- **REQUIREMENT**
All that should appear is the line containing "Expected behaviour: for every instance of the truck" and the lines after it in the records below, each reproduced exactly.

(Dataset records)
----
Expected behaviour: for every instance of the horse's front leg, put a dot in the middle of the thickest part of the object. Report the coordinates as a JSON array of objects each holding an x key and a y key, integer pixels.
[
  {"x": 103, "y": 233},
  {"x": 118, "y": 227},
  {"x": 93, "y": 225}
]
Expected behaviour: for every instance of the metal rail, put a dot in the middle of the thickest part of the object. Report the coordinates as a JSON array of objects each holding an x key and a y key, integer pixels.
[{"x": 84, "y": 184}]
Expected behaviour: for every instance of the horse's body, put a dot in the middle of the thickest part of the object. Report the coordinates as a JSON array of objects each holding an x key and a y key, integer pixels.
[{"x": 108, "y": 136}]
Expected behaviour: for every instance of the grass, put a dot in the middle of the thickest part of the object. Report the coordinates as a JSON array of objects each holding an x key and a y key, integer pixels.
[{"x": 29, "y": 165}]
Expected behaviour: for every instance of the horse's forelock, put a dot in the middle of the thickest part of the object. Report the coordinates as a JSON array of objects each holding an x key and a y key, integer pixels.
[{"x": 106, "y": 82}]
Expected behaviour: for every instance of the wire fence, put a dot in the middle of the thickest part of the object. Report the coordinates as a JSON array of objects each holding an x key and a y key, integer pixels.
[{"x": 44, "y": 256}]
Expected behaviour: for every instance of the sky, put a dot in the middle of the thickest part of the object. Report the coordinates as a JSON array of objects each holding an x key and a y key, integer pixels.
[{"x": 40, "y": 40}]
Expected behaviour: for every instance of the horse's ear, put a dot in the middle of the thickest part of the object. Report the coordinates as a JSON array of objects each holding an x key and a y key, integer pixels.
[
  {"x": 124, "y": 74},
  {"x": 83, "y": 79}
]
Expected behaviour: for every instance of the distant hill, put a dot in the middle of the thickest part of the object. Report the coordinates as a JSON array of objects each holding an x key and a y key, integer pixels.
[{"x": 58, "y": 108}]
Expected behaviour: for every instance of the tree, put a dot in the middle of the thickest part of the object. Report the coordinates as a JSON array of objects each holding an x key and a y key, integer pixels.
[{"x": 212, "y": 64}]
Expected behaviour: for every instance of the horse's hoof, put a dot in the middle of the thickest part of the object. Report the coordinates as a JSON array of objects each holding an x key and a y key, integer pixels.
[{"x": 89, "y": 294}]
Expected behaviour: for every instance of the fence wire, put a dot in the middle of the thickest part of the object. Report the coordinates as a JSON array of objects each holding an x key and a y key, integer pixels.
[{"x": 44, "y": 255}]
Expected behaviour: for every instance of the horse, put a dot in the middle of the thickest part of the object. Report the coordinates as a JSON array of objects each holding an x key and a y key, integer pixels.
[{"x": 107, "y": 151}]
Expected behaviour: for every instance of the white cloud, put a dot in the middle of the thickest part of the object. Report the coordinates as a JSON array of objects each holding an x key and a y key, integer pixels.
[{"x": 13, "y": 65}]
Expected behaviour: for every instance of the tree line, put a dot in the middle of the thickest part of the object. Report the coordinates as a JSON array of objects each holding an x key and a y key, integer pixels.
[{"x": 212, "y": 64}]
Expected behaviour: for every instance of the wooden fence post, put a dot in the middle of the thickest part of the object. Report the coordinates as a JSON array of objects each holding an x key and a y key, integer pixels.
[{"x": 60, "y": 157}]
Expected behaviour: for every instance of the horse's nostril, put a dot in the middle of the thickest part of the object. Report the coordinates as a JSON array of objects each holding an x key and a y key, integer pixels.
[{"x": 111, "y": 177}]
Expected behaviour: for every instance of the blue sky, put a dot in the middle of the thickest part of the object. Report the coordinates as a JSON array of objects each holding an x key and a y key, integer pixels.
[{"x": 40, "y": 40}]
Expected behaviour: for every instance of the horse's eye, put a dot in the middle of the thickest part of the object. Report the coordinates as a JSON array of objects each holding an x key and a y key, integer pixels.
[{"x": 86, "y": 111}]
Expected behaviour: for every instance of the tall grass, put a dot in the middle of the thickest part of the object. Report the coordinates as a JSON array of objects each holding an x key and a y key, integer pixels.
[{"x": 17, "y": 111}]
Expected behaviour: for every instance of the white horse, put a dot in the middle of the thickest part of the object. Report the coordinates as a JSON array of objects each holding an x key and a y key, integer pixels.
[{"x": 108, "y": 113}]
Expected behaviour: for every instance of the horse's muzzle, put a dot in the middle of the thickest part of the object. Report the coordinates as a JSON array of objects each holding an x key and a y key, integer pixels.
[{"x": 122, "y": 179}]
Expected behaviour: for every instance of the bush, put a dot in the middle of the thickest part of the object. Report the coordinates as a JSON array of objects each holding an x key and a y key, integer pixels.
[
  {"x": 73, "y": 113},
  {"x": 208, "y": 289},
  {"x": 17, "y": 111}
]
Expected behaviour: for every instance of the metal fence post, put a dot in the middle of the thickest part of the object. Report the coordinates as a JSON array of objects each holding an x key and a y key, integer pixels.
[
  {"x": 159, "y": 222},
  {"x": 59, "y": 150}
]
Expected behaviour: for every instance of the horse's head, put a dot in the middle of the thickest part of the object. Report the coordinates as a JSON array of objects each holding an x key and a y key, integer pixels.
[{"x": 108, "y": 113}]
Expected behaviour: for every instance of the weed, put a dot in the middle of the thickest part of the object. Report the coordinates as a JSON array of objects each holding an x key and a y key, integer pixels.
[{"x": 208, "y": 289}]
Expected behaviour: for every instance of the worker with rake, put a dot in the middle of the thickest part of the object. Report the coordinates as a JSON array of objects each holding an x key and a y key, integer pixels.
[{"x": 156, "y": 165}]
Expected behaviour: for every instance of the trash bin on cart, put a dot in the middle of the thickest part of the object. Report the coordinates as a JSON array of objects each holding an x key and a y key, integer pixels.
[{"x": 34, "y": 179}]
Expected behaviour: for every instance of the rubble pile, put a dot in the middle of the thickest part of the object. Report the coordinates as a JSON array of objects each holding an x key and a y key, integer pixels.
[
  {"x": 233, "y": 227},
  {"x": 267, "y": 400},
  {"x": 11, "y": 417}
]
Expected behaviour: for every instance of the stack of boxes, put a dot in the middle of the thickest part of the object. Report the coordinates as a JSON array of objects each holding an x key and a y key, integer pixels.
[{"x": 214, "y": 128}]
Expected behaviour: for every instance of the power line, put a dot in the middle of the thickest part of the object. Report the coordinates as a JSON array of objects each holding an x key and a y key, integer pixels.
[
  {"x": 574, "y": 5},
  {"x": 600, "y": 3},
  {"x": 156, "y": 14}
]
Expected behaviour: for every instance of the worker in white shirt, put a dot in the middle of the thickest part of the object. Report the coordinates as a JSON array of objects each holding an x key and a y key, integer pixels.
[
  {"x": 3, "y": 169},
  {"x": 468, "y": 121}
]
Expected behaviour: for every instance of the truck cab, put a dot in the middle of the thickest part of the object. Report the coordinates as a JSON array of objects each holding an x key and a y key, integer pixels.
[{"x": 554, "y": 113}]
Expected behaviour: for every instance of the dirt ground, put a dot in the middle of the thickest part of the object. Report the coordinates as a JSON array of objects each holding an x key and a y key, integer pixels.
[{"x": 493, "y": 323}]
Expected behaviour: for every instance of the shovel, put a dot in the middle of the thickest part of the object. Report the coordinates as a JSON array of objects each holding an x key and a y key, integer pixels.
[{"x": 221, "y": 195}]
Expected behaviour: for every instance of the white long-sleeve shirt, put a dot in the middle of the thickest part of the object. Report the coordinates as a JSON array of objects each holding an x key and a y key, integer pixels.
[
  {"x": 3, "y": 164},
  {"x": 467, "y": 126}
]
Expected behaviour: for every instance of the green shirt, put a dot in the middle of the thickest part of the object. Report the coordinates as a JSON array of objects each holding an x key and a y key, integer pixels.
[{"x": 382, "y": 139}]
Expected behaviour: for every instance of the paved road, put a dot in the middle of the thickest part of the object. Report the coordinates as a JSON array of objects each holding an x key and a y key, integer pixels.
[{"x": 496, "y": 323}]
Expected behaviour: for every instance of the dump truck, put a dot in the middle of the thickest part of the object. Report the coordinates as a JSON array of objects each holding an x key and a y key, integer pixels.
----
- **YOUR SOLUTION**
Expected behaviour: for every instance of the truck cab, put a dot in the middle of the thickest part of the object. Report the coordinates as a JSON array of objects each holding an x key and a y key, integer pixels.
[{"x": 554, "y": 113}]
Expected behaviour: for every instance of the dirt ground, put a dot in the middle of the thickest part of the object. Report the coordinates as a JSON array of objects each holding an x key and a y key, integer pixels.
[{"x": 493, "y": 323}]
Expected behaviour: for every instance of the shovel, put a dot in the middle of the thickest part of the object. Report the coordinates as a JSON array of objects each holding an x key and a y key, integer pixels.
[{"x": 221, "y": 195}]
Expected behaviour: for every instance of the white long-sleeve shirt, put a dot in the middle of the thickest part of the object. Report the coordinates as a JSON array of objects each holding an x key and a y key, integer pixels.
[
  {"x": 3, "y": 164},
  {"x": 467, "y": 126}
]
Expected behaviour: for every instance of the green shirt, put a dot in the middle of the thickest part of the object. Report the coordinates as a JSON array of objects each holding an x key and a y key, integer pixels.
[{"x": 382, "y": 139}]
Expected behaviour: for every instance of the paved road, put a dot in the middle of the thickest part of the object. Report the coordinates as a JSON array of objects each holding an x key and a y key, integer pixels.
[{"x": 496, "y": 323}]
Expected behaviour: for every instance of the dump truck, put a dot in the middle of the thickest part of the object. Report the coordinates as a JSON array of objects each holding an x key and a y key, integer pixels.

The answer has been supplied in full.